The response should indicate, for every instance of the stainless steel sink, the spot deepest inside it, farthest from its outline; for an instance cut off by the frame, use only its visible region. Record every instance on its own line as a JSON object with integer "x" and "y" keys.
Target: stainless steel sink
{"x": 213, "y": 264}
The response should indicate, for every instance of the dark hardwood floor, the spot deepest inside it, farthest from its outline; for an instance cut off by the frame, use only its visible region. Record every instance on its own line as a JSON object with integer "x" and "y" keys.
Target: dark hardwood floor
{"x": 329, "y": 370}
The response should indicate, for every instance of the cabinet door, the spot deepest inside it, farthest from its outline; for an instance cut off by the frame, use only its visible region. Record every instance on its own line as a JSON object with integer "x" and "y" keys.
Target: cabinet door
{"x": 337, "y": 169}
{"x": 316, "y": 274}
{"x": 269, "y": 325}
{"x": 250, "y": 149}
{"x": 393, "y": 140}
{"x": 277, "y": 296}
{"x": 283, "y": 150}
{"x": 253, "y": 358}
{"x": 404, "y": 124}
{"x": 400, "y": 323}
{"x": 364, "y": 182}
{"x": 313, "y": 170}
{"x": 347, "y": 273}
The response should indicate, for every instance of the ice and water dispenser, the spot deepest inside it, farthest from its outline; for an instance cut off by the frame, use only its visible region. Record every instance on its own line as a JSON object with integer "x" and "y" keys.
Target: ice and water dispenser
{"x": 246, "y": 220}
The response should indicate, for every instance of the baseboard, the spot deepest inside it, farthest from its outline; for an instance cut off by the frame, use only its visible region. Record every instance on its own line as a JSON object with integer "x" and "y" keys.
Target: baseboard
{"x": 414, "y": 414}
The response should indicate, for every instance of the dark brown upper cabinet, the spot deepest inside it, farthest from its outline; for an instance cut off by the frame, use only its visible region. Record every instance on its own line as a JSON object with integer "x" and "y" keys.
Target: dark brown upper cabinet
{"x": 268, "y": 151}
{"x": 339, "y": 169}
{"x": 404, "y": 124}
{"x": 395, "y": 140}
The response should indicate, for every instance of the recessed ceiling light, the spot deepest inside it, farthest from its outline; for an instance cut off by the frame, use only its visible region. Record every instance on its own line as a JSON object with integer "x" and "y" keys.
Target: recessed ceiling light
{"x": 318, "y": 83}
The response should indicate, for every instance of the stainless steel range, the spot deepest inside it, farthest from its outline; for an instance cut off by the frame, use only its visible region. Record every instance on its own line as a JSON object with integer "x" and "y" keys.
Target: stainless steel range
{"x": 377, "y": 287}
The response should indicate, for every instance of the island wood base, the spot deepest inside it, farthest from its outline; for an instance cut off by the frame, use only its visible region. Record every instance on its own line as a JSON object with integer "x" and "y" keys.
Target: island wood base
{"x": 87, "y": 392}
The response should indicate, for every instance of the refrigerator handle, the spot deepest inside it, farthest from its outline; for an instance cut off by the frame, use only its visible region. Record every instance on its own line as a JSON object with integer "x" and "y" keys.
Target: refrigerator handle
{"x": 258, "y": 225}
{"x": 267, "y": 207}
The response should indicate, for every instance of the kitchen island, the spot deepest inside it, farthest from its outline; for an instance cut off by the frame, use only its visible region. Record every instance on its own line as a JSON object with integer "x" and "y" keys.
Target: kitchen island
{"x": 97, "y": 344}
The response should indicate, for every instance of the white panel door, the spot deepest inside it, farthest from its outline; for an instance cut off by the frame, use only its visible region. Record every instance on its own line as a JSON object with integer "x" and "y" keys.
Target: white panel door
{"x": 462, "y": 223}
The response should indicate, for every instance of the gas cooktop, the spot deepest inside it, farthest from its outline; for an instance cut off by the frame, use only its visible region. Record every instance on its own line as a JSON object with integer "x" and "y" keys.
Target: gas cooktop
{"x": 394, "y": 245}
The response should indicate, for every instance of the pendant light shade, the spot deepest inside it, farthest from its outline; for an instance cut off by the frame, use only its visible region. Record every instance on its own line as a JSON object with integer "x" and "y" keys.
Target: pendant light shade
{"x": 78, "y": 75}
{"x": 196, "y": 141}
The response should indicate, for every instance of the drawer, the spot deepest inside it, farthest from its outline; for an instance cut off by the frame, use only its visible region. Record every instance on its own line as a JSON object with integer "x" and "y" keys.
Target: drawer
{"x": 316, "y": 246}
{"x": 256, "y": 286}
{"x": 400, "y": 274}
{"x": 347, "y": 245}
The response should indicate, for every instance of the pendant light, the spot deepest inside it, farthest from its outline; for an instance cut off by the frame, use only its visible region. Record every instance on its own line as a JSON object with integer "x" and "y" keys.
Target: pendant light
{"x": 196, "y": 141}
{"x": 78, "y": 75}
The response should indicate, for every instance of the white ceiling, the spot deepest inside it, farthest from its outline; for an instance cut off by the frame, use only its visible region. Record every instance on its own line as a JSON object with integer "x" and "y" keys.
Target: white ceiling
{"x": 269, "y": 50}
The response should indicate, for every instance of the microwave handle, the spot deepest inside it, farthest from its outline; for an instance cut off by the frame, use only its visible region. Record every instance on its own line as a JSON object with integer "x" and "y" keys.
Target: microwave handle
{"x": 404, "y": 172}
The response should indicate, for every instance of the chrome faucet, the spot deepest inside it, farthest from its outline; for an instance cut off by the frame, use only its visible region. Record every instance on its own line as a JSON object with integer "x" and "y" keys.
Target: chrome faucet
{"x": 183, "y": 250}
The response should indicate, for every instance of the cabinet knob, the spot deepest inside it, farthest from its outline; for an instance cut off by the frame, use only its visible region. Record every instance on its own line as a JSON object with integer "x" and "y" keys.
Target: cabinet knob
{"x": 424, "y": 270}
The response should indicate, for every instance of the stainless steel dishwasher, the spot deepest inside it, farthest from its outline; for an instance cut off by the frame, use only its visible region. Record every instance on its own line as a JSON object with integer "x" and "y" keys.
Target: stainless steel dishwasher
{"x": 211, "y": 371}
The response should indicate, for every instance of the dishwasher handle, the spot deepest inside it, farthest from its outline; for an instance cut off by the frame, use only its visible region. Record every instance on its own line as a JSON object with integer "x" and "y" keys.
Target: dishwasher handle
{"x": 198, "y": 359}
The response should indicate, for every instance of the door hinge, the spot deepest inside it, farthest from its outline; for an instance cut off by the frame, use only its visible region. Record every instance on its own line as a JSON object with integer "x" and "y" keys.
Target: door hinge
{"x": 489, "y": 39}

Exercise details |
Can you output the data above word for word, starting at its beginning and ending with the line that contains "Target: stainless steel sink"?

Result of the task |
The response should indicate, for every instance of the stainless steel sink, the spot deepest inside it, farthest from its outline; for an instance cut off by the frame, use only its visible region. Record every instance on its own line as a JSON object with integer "x" and "y" keys.
Target: stainless steel sink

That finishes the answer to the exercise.